▶ Set exercise: Recast the listing below as a numbered list, omitting any blank lines.

## start Provided records

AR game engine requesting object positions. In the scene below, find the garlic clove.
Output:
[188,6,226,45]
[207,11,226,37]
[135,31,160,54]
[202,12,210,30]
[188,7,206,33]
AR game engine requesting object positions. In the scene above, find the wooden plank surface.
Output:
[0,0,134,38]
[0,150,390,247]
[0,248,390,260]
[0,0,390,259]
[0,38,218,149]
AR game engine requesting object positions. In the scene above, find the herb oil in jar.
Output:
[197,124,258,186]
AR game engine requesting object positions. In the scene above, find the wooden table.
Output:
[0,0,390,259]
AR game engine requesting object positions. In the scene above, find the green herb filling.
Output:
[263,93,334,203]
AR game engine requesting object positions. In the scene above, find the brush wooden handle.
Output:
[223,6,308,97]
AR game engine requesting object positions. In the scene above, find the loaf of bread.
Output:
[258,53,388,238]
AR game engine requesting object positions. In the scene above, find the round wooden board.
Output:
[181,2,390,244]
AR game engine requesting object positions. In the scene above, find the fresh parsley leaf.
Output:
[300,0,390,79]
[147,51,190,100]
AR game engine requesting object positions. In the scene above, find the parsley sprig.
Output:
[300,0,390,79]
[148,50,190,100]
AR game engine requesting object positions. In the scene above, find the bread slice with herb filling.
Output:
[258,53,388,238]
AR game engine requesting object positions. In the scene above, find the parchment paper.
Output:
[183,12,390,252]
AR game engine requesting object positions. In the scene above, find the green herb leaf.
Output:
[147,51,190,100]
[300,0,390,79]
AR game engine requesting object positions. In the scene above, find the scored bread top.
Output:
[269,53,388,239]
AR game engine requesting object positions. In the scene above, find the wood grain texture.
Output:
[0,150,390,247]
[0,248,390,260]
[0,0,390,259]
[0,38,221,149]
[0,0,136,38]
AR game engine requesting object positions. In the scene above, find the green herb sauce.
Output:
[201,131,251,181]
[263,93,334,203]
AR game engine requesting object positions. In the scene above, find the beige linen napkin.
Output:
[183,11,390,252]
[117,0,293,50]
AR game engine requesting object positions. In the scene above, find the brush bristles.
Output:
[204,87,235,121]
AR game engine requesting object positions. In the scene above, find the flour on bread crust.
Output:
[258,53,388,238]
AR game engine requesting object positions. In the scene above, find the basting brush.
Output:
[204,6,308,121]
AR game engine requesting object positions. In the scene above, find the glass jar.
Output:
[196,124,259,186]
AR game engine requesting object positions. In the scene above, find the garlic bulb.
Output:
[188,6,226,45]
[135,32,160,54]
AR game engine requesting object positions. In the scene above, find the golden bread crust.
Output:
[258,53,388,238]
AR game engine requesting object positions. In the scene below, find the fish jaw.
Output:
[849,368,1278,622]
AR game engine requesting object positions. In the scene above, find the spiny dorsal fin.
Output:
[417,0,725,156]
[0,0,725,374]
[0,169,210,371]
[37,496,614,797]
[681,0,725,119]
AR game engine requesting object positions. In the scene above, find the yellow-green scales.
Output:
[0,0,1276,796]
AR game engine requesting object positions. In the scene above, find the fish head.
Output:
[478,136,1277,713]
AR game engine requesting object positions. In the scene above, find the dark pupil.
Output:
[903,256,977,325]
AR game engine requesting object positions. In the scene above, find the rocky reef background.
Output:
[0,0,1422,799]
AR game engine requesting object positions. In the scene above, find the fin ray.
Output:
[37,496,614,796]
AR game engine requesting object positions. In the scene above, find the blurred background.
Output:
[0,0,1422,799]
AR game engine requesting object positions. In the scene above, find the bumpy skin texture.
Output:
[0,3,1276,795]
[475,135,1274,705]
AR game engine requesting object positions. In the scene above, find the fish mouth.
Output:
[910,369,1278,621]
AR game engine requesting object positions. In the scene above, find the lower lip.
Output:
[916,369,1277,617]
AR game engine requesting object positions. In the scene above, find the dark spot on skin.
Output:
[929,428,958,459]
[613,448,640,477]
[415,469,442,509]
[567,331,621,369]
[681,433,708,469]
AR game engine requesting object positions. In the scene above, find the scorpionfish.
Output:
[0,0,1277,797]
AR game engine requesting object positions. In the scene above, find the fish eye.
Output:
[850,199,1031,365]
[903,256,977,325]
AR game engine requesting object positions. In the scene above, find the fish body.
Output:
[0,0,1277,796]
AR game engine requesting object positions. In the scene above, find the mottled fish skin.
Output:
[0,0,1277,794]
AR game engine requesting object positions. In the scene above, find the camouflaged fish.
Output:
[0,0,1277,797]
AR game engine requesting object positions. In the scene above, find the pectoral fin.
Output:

## end Provided records

▶ Result below:
1. AR game engine requesting object positions. In the scene below, find the garlic clove.
2. Output:
3. [188,6,226,45]
4. [207,11,226,37]
5. [135,31,160,54]
6. [202,12,210,30]
7. [188,7,206,33]
8. AR game engine requesting object positions. In the scene above, find the wooden plank surface.
9. Output:
10. [0,0,134,38]
11. [0,150,390,247]
12. [0,248,390,260]
13. [0,0,390,259]
14. [0,38,218,149]
15. AR game engine requesting object positions. In the scene above, find the herb oil in jar.
16. Output:
17. [197,124,258,186]
18. AR game engine requesting object positions. In the scene above, find the wooden table.
19. Output:
20. [0,0,390,259]
21. AR game engine requesting object positions. In the scene above, find the green herb filling.
22. Output:
23. [263,93,334,203]
24. AR game engine requesting object positions. In the scene above, find the brush wooden handle.
25. Output:
26. [223,6,308,97]
27. AR game engine requesting object positions. In the scene above, find the loaf of bread.
28. Output:
29. [258,53,388,238]
30. AR game engine requesting object positions. In the scene above, find the round wooden board.
31. Output:
32. [181,2,390,244]
33. AR game engine requesting object positions. In the scene above, find the fresh parsley leaf.
34. Output:
35. [300,0,390,79]
36. [147,51,190,100]
37. AR game engine requesting object positions. In the scene above, find the parsley sprig.
38. Output:
39. [300,0,390,79]
40. [148,50,190,100]
41. AR game engine requesting object positions. In the scene above, find the bread slice with herb filling.
42. Output:
43. [258,53,388,238]
44. AR game engine requesting object positions. In the scene above, find the parchment paper.
45. Output:
46. [183,12,390,252]
47. AR game engine requesting object positions. In the scene above, find the green herb leaf.
48. Output:
49. [147,51,190,100]
50. [300,0,390,79]
51. AR game engine requesting object positions. In the scene above, find the scored bread top.
52. Output:
53. [269,53,388,239]
54. AR game engine requesting object positions. In the scene above, find the wood grain texture.
55. Output:
56. [0,150,390,247]
57. [0,248,390,260]
58. [0,0,390,259]
59. [0,38,221,149]
60. [0,0,136,38]
61. AR game engine requesting object positions. In the scene above, find the green herb sauce.
62. Output:
63. [201,131,251,181]
64. [263,93,334,203]
65. AR game engine requesting object positions. In the scene above, find the beige linen napkin.
66. Output:
67. [183,11,390,252]
68. [117,0,293,50]
69. AR game engine requesting object positions. In the scene above, find the brush bristles.
70. Output:
71. [204,87,235,121]
72. AR game engine requesting object positions. In the scene above, find the flour on bread crust.
73. Output:
74. [258,53,388,238]
75. AR game engine requesting object positions. In the scene above, find the basting brush.
76. Output:
77. [204,6,308,121]
78. AR game engine requesting object positions. In the scene above, find the glass jar.
79. Output:
80. [196,124,259,186]
81. AR game engine requesting object positions. In the scene above, find the garlic bulb.
82. Output:
83. [188,6,226,45]
84. [135,32,160,54]
85. AR game engine requesting object positions. In the scene above, find the golden bread crust.
86. Output:
87. [258,53,388,238]
88. AR game engine requesting object positions. In the scene below, find the fish jaw.
89. Output:
90. [849,368,1278,622]
91. AR game engine requesting object positions. In the scene above, find the spiny dorsal fin.
92. Output:
93. [417,0,725,156]
94. [0,0,725,374]
95. [0,169,210,371]
96. [37,496,614,797]
97. [681,0,725,119]
98. AR game engine requesting object positions. In the scene above, find the yellow-green scales.
99. Output:
100. [0,0,1276,796]
101. AR game engine requesting object positions. In the scene above, find the fish head.
102. Output:
103. [478,136,1277,713]
104. AR game engine requesting object positions. In the scene above, find the dark pupil.
105. Output:
106. [903,256,977,325]
107. AR game engine requesting object positions. In the scene above, find the rocky reef background.
108. Output:
109. [0,0,1422,799]
110. AR game engine requesting object positions. In the scene above, find the fin ray.
111. Output:
112. [37,496,614,796]
113. AR game engine requesting object positions. In the scene above, find the blurred background.
114. Output:
115. [0,0,1422,799]
116. AR game engine requesting object positions. In the scene above, find the bumpy skin texture.
117. Output:
118. [0,3,1276,795]
119. [475,135,1274,705]
120. AR game engine requesting object positions. In the scene above, find the fish mouth.
121. Output:
122. [910,369,1278,621]
123. AR game engine requesting object positions. In the scene above, find the lower lip.
124. Output:
125. [916,369,1277,617]
126. AR game engine requesting object positions. In the scene above, find the dark spot on skin.
127. Output:
128. [929,428,958,459]
129. [613,448,640,477]
130. [415,469,442,509]
131. [567,331,621,369]
132. [681,433,708,469]
133. AR game engine requesting object positions. In the scene above, find the scorpionfish.
134. Output:
135. [0,0,1277,797]
136. AR game engine requesting object positions. In the scene above, find the fish eye.
137. Output:
138. [850,199,1031,365]
139. [903,256,977,325]
140. AR game engine requesting object positions. In the scene above, find the fish body.
141. Output:
142. [0,0,1277,796]
143. AR game engine requesting object positions. In the scene above, find the mottled fish skin.
144. Output:
145. [0,0,1277,794]
146. AR game engine requesting object positions. In the scene above, find the camouflaged fish.
147. Output:
148. [0,0,1277,797]
149. AR game engine requesting object positions. In the scene above, find the pectoral fin.
150. Output:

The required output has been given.